### [REQUIRED TASK]
Repeat the whole listing below, word for word.
— begin PROVIDED MATERIAL —
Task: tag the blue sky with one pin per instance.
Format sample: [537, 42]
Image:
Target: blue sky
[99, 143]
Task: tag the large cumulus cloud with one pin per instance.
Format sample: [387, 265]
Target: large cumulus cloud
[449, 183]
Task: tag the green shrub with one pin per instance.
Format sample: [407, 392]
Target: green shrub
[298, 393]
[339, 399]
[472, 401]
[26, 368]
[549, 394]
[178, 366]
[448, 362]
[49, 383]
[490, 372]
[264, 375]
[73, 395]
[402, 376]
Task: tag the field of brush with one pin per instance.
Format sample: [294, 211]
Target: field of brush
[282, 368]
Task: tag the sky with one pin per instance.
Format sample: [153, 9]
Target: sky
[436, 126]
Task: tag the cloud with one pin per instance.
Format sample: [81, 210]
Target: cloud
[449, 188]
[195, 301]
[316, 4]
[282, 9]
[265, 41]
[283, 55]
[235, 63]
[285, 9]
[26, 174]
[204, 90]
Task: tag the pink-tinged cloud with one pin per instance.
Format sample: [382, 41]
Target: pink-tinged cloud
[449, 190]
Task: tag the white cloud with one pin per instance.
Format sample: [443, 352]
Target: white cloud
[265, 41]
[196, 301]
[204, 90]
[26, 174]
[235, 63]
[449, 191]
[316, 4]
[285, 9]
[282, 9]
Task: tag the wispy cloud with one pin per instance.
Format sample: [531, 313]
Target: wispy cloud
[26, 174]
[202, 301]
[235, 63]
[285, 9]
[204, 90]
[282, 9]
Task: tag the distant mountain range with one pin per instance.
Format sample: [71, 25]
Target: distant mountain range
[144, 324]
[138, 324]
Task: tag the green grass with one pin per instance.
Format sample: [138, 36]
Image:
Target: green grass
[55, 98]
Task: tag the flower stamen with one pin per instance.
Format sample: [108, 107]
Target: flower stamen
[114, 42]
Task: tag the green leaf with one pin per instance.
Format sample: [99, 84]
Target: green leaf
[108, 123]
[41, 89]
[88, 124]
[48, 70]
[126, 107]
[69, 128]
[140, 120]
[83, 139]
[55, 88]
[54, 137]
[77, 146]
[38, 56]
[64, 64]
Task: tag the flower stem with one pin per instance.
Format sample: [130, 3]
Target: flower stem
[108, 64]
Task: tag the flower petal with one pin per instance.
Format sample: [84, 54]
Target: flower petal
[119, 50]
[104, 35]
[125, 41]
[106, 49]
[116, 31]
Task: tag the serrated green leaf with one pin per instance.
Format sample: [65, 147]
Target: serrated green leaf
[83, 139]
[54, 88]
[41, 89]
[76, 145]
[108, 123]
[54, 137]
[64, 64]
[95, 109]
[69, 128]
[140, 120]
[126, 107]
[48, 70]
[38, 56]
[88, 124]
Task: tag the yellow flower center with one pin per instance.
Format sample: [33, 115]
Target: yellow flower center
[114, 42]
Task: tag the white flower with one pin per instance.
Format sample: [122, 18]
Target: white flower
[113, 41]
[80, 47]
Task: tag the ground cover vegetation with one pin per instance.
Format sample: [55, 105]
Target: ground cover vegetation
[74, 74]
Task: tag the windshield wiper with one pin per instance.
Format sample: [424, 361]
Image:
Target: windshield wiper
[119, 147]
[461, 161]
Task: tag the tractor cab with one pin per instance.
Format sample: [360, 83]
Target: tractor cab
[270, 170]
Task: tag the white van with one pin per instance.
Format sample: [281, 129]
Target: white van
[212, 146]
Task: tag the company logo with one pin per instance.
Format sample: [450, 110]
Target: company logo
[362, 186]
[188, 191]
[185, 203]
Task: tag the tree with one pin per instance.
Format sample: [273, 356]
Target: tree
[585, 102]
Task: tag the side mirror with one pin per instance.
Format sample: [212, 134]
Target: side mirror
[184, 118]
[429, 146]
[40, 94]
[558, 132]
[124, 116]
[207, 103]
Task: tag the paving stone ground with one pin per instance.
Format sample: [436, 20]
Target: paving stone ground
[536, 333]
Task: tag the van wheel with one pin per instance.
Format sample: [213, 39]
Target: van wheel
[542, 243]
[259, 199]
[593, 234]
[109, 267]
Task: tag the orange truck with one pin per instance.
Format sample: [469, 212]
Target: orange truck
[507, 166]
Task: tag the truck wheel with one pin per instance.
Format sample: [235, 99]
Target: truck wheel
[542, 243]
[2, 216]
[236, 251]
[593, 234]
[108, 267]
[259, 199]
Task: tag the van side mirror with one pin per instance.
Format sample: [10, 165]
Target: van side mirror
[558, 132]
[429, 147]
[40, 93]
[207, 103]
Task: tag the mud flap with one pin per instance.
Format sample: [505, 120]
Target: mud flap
— end PROVIDED MATERIAL —
### [EXPECTED ANSWER]
Task: tag the blue sky with one pin per instance.
Format sample: [537, 42]
Image:
Target: blue sky
[99, 143]
Task: tag the large cumulus cloud with one pin per instance.
Format sample: [387, 265]
Target: large cumulus cloud
[449, 183]
Task: tag the green shrub with one pin per instance.
Format sample: [407, 392]
Target: green shrub
[298, 393]
[339, 399]
[472, 401]
[26, 368]
[549, 394]
[178, 366]
[448, 362]
[49, 383]
[490, 372]
[264, 375]
[73, 395]
[402, 376]
Task: tag the field of brush with one pin per instance.
Format sample: [294, 211]
Target: field of brush
[282, 368]
Task: tag the sky with one pin per instance.
Format sample: [153, 9]
Target: sky
[436, 126]
Task: tag the cloud with one pin per instance.
Format sample: [81, 210]
Target: cloud
[449, 188]
[195, 301]
[316, 4]
[282, 9]
[265, 41]
[283, 55]
[235, 63]
[285, 9]
[26, 174]
[204, 90]
Task: tag the pink-tinged cloud with one pin per instance.
Format sample: [382, 41]
Target: pink-tinged cloud
[449, 190]
Task: tag the white cloud with one pin per instance.
Format sample: [443, 352]
Target: white cloud
[265, 41]
[196, 301]
[204, 90]
[26, 174]
[235, 63]
[449, 191]
[316, 4]
[285, 9]
[282, 9]
Task: tag the wispy cloud with one pin per instance.
Format sample: [531, 313]
Target: wispy cloud
[26, 174]
[202, 301]
[235, 63]
[285, 9]
[204, 90]
[282, 9]
Task: tag the distant mountain range with one pin per instance.
Format sample: [71, 25]
Target: distant mountain range
[144, 324]
[138, 324]
Task: tag the green grass with one pin per instance.
Format sample: [138, 36]
Image:
Target: green grass
[55, 98]
Task: tag the flower stamen with one pin per instance.
Format sample: [108, 107]
Target: flower stamen
[114, 42]
Task: tag the green leaf with one pin per instance.
Format sample: [99, 84]
Target: green leaf
[108, 123]
[41, 89]
[88, 124]
[48, 70]
[126, 107]
[69, 128]
[140, 120]
[83, 139]
[55, 88]
[54, 137]
[77, 146]
[38, 56]
[64, 64]
Task: tag the flower stem with one pin per instance.
Format sample: [130, 3]
Target: flower stem
[108, 64]
Task: tag the flower petal with one pin per instance.
Format sample: [84, 54]
Target: flower petal
[119, 50]
[104, 35]
[125, 41]
[106, 49]
[116, 31]
Task: tag the serrated green leaf with one pin per instance.
Format sample: [65, 147]
Target: serrated green leaf
[83, 139]
[54, 88]
[41, 89]
[76, 145]
[108, 123]
[54, 137]
[64, 64]
[95, 109]
[69, 128]
[140, 120]
[126, 107]
[48, 70]
[38, 56]
[88, 124]
Task: tag the yellow flower center with one pin per instance.
Format sample: [33, 115]
Target: yellow flower center
[114, 42]
Task: tag the white flower with one pin per instance.
Format sample: [122, 18]
Target: white flower
[113, 41]
[80, 47]
Task: tag the ground cover vegetation with one pin per instance.
Format sample: [55, 105]
Target: ground cover vegetation
[74, 74]
Task: tag the windshield wiper with one pin per instance.
Format sample: [424, 361]
Image:
Target: windshield wiper
[119, 147]
[461, 161]
Task: tag the tractor cab with one pin per instance.
Format sample: [360, 83]
Target: tractor cab
[270, 170]
Task: tag the white van with one pin per instance.
Format sample: [281, 129]
Target: white van
[212, 146]
Task: tag the company logo with one pin per instance.
Format sample: [450, 110]
Target: company logo
[362, 186]
[188, 191]
[185, 203]
Task: tag the tree with one pin per instance.
Format sample: [273, 356]
Target: tree
[585, 102]
Task: tag the side mirror with one pin per instance.
Format sample: [212, 134]
Target: side mirror
[184, 118]
[429, 146]
[40, 94]
[558, 132]
[124, 116]
[207, 103]
Task: tag the paving stone ground with one pin per instance.
Format sample: [436, 20]
Target: paving stone ground
[536, 333]
Task: tag the van wheel with one pin per instance.
Format sample: [213, 39]
Target: van wheel
[542, 243]
[259, 199]
[593, 234]
[109, 267]
Task: tag the orange truck with one pin per instance.
Format sample: [469, 212]
Target: orange truck
[507, 166]
Task: tag the truck wheel with one pin per instance.
Format sample: [235, 99]
Target: truck wheel
[542, 243]
[2, 216]
[236, 251]
[593, 234]
[108, 267]
[259, 199]
Task: tag the van side mirror with one pin per instance.
Format sample: [10, 165]
Target: van side mirror
[558, 132]
[429, 147]
[40, 93]
[207, 103]
Task: tag the mud flap with one pin per instance.
Format sample: [505, 120]
Target: mud flap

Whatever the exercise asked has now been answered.